## EXTRACT PROVIDED
On a high level, the user's request will go through a load balancer to direct the traffic to one of our server before it queries to the db. We are also adding a block server for upload and download.




Request flows

Explain how the request flows from end to end in your high level design. Also you could draw a sequence diagram using the diagramming tool to enhance your explanation...


For regular update (the data that it transfers would be smaller), it will go to the server and to the db to update it.

For file upload or download(when the data that it transfers is bigger), it will go through the block server then go to the db.



Detailed component design

Dig deeper into 2-3 components and explain in detail how they work. For example, how well does each component scale? Any relevant algorithm or data structure you like to use for a component? Also you could draw a diagram using the diagramming tool to enhance your design...


Both the server or the block server can scale up easily because they are linked to a load balancer. The load balancer will use least load or least response time algorithm.


For the block server, it can recover a file quickly because you dont need to redownload or reupload from the begining, you just need to restart from the block where it got interrupted so this is good for handling large file or when the user has bad internet connection.

Saved entries
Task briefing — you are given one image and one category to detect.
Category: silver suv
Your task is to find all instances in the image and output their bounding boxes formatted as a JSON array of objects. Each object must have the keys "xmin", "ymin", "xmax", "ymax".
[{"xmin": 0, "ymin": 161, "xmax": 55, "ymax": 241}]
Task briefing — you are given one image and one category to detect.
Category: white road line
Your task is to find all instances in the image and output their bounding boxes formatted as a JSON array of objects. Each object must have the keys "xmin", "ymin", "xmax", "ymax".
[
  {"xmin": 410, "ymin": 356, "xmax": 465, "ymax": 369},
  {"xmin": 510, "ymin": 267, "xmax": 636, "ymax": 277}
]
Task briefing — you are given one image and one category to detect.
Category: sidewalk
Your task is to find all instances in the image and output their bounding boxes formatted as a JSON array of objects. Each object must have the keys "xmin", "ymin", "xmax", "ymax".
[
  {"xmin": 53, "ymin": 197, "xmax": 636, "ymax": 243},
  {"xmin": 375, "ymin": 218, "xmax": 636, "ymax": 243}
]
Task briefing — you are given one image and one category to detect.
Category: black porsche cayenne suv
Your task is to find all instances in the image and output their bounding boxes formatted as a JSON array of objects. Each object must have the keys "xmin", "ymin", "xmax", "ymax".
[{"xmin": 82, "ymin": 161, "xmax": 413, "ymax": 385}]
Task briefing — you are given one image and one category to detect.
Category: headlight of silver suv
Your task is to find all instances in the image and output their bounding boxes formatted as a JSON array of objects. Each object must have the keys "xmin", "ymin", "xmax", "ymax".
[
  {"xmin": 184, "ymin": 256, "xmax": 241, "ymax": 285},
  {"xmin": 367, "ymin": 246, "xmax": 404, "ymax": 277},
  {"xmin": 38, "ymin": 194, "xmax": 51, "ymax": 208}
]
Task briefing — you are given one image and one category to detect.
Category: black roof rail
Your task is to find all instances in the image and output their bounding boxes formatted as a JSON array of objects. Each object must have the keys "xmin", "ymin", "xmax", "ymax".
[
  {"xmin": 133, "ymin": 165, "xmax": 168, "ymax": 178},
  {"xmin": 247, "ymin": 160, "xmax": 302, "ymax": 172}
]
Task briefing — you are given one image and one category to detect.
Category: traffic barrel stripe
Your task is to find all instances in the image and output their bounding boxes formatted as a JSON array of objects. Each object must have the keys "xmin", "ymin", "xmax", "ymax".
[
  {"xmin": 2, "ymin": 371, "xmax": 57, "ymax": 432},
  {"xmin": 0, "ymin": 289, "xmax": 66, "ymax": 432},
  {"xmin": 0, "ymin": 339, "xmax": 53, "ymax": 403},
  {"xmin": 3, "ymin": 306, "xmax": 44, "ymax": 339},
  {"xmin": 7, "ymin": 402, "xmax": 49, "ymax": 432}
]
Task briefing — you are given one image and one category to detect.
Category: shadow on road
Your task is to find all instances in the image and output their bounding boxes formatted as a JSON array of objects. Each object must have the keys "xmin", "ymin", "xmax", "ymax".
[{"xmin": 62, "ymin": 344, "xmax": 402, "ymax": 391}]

## WHAT IS NEEDED
Quote in full the system design write-up about the load balancer and block server, keeping every word as it appears above.

## TASK RESPONSE
On a high level, the user's request will go through a load balancer to direct the traffic to one of our server before it queries to the db. We are also adding a block server for upload and download.




Request flows

Explain how the request flows from end to end in your high level design. Also you could draw a sequence diagram using the diagramming tool to enhance your explanation...


For regular update (the data that it transfers would be smaller), it will go to the server and to the db to update it.

For file upload or download(when the data that it transfers is bigger), it will go through the block server then go to the db.



Detailed component design

Dig deeper into 2-3 components and explain in detail how they work. For example, how well does each component scale? Any relevant algorithm or data structure you like to use for a component? Also you could draw a diagram using the diagramming tool to enhance your design...


Both the server or the block server can scale up easily because they are linked to a load balancer. The load balancer will use least load or least response time algorithm.


For the block server, it can recover a file quickly because you dont need to redownload or reupload from the begining, you just need to restart from the block where it got interrupted so this is good for handling large file or when the user has bad internet connection.